• Aim of the task:
Locate the line that contains "# test: point at every instance of the blurred leg". Print it and each following line through the end of the listing, verbatim, and nothing more.

• Location labeling records:

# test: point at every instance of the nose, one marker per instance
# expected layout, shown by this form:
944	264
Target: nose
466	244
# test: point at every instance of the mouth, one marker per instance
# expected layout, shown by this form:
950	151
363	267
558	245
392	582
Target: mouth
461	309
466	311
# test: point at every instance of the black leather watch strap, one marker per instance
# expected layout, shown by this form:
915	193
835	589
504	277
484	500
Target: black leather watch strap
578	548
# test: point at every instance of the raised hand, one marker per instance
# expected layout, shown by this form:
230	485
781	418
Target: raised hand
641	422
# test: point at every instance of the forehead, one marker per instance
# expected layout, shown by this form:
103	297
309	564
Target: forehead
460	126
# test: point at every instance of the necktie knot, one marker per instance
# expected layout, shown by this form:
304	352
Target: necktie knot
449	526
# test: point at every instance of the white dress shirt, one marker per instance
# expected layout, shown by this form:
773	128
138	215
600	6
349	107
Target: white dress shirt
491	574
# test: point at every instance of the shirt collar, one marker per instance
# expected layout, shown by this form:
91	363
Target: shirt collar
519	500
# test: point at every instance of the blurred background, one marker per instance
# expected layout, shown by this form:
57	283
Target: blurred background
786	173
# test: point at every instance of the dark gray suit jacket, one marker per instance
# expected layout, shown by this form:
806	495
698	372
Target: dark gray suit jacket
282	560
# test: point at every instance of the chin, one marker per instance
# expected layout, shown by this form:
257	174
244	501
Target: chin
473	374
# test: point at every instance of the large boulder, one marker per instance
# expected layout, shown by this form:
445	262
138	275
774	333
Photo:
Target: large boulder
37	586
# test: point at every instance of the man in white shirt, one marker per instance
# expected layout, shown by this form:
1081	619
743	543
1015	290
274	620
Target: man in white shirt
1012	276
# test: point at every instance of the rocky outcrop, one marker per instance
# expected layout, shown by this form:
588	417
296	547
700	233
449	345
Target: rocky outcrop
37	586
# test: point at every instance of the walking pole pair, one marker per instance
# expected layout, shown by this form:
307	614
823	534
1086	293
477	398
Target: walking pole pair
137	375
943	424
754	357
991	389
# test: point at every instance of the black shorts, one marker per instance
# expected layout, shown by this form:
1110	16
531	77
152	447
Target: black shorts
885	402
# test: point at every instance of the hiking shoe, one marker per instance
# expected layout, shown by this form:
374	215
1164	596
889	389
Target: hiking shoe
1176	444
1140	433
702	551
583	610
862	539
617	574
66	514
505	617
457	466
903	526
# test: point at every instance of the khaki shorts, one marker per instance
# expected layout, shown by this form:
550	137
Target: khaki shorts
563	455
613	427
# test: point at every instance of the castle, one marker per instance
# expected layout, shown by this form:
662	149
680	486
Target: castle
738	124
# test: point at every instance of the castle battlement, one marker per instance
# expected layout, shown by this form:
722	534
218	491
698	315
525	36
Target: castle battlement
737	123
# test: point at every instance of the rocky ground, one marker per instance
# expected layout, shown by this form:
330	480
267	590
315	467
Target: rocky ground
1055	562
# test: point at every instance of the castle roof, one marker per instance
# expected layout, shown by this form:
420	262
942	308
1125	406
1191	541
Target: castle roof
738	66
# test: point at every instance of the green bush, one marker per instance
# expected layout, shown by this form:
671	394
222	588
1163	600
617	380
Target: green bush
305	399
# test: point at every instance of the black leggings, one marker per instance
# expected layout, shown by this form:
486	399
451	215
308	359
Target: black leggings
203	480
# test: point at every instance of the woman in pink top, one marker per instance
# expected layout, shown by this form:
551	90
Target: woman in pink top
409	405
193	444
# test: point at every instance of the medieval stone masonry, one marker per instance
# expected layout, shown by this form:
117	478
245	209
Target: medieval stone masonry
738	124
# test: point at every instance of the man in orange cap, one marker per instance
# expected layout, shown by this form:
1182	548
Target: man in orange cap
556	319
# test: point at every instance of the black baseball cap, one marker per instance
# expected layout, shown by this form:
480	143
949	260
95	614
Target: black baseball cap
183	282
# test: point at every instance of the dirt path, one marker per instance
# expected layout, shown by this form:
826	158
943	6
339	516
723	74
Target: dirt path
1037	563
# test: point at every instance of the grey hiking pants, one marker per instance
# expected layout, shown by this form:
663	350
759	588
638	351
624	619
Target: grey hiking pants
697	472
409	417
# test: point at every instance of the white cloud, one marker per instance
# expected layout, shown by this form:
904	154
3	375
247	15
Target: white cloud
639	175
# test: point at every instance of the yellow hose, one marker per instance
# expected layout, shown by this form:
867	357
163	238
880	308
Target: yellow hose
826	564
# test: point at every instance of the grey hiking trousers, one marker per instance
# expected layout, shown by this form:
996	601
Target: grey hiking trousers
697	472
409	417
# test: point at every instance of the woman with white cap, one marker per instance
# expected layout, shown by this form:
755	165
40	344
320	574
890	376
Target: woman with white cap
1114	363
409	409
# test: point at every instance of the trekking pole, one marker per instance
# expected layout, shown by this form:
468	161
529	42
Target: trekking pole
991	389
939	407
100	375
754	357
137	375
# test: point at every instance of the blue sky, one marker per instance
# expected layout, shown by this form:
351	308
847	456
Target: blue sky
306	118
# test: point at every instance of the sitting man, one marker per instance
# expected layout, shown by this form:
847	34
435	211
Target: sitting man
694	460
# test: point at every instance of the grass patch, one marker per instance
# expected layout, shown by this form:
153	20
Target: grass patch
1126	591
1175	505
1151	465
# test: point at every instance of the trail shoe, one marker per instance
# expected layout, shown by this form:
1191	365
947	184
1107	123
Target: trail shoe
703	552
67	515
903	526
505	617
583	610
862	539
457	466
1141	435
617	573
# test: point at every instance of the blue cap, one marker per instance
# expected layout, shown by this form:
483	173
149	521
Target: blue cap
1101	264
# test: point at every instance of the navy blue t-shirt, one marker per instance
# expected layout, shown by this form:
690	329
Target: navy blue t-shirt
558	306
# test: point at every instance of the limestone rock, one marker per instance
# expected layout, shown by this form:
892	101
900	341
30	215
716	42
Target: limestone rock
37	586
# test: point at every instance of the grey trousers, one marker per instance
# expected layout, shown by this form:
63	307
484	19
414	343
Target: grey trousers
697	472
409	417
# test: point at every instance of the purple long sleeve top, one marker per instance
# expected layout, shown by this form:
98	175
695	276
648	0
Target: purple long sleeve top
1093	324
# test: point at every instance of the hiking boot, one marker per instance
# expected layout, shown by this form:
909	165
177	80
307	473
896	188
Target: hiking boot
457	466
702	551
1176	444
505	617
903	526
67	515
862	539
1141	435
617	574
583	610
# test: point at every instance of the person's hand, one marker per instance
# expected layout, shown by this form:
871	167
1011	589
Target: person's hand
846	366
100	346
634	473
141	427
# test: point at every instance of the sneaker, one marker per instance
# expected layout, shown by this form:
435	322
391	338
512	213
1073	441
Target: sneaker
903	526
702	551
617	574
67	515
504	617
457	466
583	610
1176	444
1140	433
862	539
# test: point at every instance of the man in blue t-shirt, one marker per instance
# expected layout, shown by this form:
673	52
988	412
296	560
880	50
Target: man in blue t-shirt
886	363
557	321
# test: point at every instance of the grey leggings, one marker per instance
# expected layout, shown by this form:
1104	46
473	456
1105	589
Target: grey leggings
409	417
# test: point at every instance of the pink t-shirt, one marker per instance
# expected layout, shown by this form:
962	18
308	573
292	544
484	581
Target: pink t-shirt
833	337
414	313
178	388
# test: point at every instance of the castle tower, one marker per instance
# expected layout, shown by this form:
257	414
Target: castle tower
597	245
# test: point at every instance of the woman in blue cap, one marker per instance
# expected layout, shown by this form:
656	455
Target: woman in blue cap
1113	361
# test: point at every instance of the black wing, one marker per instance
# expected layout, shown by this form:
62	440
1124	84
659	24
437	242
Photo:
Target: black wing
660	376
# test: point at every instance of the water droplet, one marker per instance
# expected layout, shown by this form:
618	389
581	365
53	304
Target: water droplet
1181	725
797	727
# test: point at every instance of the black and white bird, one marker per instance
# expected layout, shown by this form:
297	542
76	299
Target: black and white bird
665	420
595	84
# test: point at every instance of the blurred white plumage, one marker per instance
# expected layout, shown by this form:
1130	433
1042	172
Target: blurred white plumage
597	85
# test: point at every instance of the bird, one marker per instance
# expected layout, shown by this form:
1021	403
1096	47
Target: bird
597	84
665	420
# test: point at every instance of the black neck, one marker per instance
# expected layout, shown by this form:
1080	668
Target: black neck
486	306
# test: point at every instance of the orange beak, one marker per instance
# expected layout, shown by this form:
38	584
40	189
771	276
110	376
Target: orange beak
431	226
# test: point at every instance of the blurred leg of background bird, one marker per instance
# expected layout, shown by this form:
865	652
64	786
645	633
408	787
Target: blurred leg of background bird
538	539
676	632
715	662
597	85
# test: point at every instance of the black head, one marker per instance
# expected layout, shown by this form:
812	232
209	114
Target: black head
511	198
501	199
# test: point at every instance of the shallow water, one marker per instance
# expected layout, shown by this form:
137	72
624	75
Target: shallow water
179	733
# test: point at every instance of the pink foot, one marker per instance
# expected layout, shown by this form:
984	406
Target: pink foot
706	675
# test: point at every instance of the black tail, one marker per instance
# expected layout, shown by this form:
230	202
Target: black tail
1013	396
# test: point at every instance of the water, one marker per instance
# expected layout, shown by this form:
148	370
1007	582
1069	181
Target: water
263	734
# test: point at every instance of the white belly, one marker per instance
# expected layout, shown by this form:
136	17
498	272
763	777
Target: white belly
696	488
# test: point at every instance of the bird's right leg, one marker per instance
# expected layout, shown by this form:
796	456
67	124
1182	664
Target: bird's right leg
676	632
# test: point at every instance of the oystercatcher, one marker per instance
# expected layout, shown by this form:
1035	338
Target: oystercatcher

• Solution to this task:
# test: point at every instance of the blurred leg of background bird, one marker per instance
# expected layout, shown by this form:
865	652
64	786
645	633
408	787
Target: blurred leg of background bird
538	539
676	632
715	662
597	85
# test: point at every instance of the black head, one marker per instance
# expected layout, shown by this form:
812	232
209	114
Target: black head
511	198
501	199
# test: point at every instance of the shallow water, one marker per instance
# expected layout, shown by this form:
137	72
624	75
Target: shallow water
179	733
# test: point at every instance of the pink foot, one marker per instance
# expected layout, shown by this form:
984	406
Target: pink foot
706	675
# test: point at every instance of the black tail, one marker per instance
# expected layout, shown by this form:
230	202
Target: black tail
1013	396
# test: point at every instance of the water, one marker per instance
# expected layout, shown by this form:
148	370
1007	582
1069	181
Target: water
263	734
# test: point at every instance of the white belly, one marker per instance
# expected layout, shown by this form:
136	17
498	272
763	777
Target: white belly
696	488
# test: point at every instance of the bird's right leg, one marker per instance
# expected layout, shown by this form:
796	456
67	124
1182	664
Target: bird's right leg
676	632
# test: point at every instance of the oystercatcher, one marker per instance
# expected layout, shown by this form:
1035	338
Target: oystercatcher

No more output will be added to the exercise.